» 任务指令: 请从下方这段Python文件操作说明停下的位置接着往下续写。

----- 页面正文

文件操作部分已整体重构,解压和VT扫描部分方法有增改,以下介绍已过时

文件操作部分

  • 需要导入的包
    import os
  • 下属方法
  1. 获取文件夹路径下的所有文件和文件夹路径并打印(会进行迭代遍历所有的)

def traversalDirectory(directoyrPath, print_Str = False):

    # 获取当前文件夹路径

    directoyrPath_ = directoyrPath

    if os.path.isfile(directoyrPath):

        directoyrPath_ = os.path.dirname(directoyrPath)

    # 获取当前文件夹下的所有文件和目录

    fileAndDirectoyrList = os.listdir(directoyrPath_)

    # 将当前文件夹下的文件路径加入到文件路径列表

    # 将当前文件夹下的文件夹路径加入到文件夹路径列表

    fileList = []

    dirList = []

    for fileOrDirectoyr in fileAndDirectoyrList:

        if os.path.isfile(os.path.join(directoyrPath_, fileOrDirectoyr)):

            fileList.append(os.path.join(directoyrPath_, fileOrDirectoyr))

        else:

            dirList.append(os.path.join(directoyrPath_, fileOrDirectoyr))

            dir_fileOrDirectoyr_ = traversalDirectory(os.path.join(directoyrPath_,  fileOrDirectoyr))

----------
----- 记录清单

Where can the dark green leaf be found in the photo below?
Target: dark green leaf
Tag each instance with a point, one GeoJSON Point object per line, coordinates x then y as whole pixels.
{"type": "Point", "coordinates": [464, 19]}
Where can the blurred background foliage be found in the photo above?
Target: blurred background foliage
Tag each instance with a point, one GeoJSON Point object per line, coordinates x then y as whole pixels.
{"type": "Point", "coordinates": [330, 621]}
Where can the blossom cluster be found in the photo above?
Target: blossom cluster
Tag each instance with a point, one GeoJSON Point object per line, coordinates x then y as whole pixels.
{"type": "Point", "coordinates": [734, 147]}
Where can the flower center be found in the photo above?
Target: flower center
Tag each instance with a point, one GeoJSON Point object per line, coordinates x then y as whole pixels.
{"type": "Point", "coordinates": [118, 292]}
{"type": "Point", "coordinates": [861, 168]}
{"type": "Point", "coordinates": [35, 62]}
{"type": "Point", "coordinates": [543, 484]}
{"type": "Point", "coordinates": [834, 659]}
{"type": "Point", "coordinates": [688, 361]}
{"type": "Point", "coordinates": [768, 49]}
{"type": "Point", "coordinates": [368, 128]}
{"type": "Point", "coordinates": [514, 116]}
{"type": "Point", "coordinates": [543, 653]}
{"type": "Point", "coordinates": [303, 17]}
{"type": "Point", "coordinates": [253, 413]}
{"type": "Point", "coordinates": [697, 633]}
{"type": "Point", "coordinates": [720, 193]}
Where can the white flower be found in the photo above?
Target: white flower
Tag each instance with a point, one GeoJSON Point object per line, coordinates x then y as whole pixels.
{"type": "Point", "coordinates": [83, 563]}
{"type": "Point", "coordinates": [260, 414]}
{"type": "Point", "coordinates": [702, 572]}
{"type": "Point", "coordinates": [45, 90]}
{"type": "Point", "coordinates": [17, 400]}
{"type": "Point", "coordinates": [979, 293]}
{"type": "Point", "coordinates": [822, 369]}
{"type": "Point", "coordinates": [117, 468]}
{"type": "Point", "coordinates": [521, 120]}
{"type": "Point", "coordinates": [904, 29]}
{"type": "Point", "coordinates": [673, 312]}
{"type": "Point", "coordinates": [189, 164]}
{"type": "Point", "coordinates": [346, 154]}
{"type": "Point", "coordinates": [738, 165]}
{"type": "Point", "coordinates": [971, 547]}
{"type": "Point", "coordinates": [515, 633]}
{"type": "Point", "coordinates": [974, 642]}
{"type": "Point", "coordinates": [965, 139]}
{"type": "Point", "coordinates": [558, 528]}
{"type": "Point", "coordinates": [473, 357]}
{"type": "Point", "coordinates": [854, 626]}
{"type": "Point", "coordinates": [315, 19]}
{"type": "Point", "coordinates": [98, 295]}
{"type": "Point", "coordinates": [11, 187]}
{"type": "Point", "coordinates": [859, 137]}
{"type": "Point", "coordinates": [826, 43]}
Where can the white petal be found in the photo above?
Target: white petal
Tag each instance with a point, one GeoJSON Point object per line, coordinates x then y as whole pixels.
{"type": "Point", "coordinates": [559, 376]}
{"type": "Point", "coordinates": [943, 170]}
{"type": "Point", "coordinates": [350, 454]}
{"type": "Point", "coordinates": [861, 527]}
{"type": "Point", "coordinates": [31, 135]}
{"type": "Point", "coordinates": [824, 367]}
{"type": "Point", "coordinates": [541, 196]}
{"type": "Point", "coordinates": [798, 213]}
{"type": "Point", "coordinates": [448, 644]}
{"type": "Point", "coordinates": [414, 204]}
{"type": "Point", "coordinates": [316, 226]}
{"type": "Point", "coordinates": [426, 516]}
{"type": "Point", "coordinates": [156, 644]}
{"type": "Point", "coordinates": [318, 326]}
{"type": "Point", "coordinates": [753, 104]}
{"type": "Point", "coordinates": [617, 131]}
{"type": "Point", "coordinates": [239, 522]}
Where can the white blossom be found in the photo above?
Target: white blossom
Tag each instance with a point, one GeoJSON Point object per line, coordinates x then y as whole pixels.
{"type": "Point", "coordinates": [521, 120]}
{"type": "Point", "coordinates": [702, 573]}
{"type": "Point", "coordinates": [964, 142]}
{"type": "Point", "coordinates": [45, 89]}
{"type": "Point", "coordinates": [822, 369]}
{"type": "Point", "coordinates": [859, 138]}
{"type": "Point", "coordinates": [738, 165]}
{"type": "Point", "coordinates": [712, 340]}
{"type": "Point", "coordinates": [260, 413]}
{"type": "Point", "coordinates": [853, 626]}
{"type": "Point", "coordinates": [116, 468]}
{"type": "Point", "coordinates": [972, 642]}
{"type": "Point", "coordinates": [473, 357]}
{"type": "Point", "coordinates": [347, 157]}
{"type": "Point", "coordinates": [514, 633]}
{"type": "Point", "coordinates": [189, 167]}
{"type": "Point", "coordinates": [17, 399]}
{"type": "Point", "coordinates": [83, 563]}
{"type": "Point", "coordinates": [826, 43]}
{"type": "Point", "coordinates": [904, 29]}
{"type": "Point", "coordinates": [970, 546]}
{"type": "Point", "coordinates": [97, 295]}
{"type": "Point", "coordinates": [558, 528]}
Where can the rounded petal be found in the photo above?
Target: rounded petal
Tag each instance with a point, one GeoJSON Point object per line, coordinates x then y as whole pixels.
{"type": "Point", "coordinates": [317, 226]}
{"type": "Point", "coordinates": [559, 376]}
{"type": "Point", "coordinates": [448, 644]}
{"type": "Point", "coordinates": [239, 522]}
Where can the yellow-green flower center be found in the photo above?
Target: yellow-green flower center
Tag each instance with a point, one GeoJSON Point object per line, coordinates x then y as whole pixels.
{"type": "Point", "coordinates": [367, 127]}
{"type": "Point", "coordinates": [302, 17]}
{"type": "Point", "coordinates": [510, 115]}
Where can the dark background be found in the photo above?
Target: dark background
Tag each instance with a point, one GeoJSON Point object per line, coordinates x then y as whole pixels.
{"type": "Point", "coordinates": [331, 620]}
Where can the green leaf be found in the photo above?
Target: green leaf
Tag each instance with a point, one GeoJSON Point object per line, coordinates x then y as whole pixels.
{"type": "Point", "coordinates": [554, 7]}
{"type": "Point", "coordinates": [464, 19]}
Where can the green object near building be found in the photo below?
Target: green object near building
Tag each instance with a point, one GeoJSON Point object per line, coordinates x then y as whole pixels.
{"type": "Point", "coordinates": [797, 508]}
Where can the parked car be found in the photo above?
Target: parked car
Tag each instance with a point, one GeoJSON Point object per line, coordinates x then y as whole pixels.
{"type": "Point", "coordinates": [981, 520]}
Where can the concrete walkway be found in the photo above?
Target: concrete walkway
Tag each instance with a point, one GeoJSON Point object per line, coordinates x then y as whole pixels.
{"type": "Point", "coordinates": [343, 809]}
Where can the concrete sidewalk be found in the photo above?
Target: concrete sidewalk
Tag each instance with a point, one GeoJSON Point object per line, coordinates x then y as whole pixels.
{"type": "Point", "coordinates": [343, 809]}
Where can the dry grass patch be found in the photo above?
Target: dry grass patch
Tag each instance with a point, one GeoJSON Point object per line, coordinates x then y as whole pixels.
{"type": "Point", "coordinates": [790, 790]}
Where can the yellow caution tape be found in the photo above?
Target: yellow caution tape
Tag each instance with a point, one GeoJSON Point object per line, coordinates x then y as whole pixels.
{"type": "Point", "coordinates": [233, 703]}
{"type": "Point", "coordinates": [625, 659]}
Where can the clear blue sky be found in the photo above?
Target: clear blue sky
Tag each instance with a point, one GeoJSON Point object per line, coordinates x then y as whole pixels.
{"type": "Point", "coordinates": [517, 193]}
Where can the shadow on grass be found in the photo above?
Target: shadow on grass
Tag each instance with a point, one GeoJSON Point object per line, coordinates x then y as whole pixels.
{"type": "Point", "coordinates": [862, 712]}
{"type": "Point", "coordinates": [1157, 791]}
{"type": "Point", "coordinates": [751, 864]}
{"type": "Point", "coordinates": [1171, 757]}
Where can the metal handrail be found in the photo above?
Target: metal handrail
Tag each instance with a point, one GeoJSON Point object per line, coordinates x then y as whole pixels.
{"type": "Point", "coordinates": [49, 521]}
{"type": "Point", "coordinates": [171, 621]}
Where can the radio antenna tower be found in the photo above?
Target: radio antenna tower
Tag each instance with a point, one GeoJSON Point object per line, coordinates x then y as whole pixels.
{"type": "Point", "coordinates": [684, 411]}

----------

» 练习结果:
            fileList = fileList + dir_fileOrDirectoyr_["fileLsit"]

            dirList = dirList + dir_fileOrDirectoyr_["dirLsit"]

    if print_Str:

        for filePath in fileList:

            print("文件:", filePath)

        for dirPath in dirList:

            print("文件夹:", dirPath)

    fileOrDirectoyr_ = {"fileLsit": fileList, "dirLsit": dirList}

    return fileOrDirectoyr_

2.获取文件夹路径下的所有文件路径并打印

def traversalDirectory_file(directoyrPath, print_Str = False):
    # 获取文件夹路径
    directoyrPath_ = directoyrPath
    if os.path.isfile(directoyrPath):
        directoyrPath_ = os.path.dirname(directoyrPath)
    # 获取当前文件夹下的所有文件和目录
    fileAndDirectoyrList = os.listdir(directoyrPath_)
    # 将当前文件夹下的文件路径加入到文件路径列表
    fileList = []
    for fileOrDirectoyr in fileAndDirectoyrList:
        if os.path.isfile(os.path.join(directoyrPath_, fileOrDirectoyr)):
            fileList.append(os.path.join(directoyrPath_, fileOrDirectoyr))
    if print_Str:
        for filePath in fileList:
            print("文件:", filePath)
    return fileList

3.获取文件名(extensionName-是否带拓展名,默认是带)

def getFileName(filePath, extensionName = True):
    if os.path.exists(filePath):
        if os.path.isfile(filePath):
            if extensionName:
                return os.path.basename(filePath)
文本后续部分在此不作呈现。